▶ Text excerpt:
November 23, 2021

Making Social Media a Happy, Healthy, and Safe Space

In today’s digital world, the things we engage with, scroll through, and share on our pages have a lot of influence on ourselves and others. Recent research shows that with just 150 likes, Facebook’s algorithm knows you better than your immediate family members. With this in mind, it’s so important to make high-character decisions when choosing what we like, share, and post. 

Many people don’t realize that what we see on social media is a reflection of what we interact with online – not just on social media. Our social accounts start to show us people, products, and ideas based on what we interact with on social media, as well as our browsing and purchasing habits across the internet. 

Imagine that you’re active on social media. Maybe you’re a student. Whatever you engage with will transform what you see on your feeds. It’s easy to get stuck seeing and being influenced by negative, or possibly dangerous content…before you even realize what is happening. How can we manage our social accounts and find inspiring and positive influences?

Using The Facebook Algorithm for Good

Social media provides a unique opportunity to connect with and influence other users across the world. A few ways to better enable positivity in our online communities include seeking out positive media, sharing credible news sources, and finding impressive influencers. According to HuffPost, social media users are much more likely to share stories that evoke positive emotions than negative ones. Sharing positive posts is a great way to make social feeds more positive for yourself and your followers.

Identifying Positive Influences

At The Social Institute, one of our Seven Social Standards is Finding Your Influencers. This means finding influencers online that help to empower one another, reduce stress, and inspire positivity. The accounts that we follow matter and affect the way we perceive ourselves and the world around us. For starters, the Mental Health First Aid organization recommends unfollowing accounts that leave you feeling bad or even neutral. Instead, seek out empowering accounts that bring you joy or make you feel good! Role models can look different for everyone, but some examples include professional athletes, mental health activists, and body-positive accounts.

▶ Required actions:
1/ From the article on healthy social media, list every example it gives of what role models can be.
2/ Answer these questions using the article on healthy social media.
(a) With how many likes does Facebook's algorithm know you better than your immediate family members?
(b) According to HuffPost, what kind of stories are social media users much more likely to share?
(c) Which organization recommends unfollowing accounts that leave you feeling bad or even neutral?
3/ Transcribe the article on healthy social media word for word, starting with "Using The Facebook" and going on through "and your followers.".

▶ Record extracts:
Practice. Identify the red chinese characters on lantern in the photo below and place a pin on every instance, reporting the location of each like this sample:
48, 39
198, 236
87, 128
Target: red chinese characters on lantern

▶ Per-task outputs:
1/
professional athletes
mental health activists
body-positive accounts

2/
(a) 150 likes
(b) Stories that evoke positive emotions rather than negative ones
(c) The Mental Health First Aid organization

3/
Using The Facebook Algorithm for Good

Social media provides a unique opportunity to connect with and influence other users across the world. A few ways to better enable positivity in our online communities include seeking out positive media, sharing credible news sources, and finding impressive influencers. According to HuffPost, social media users are much more likely to share stories that evoke positive emotions than negative ones. Sharing positive posts is a great way to make social feeds more positive for yourself and your followers.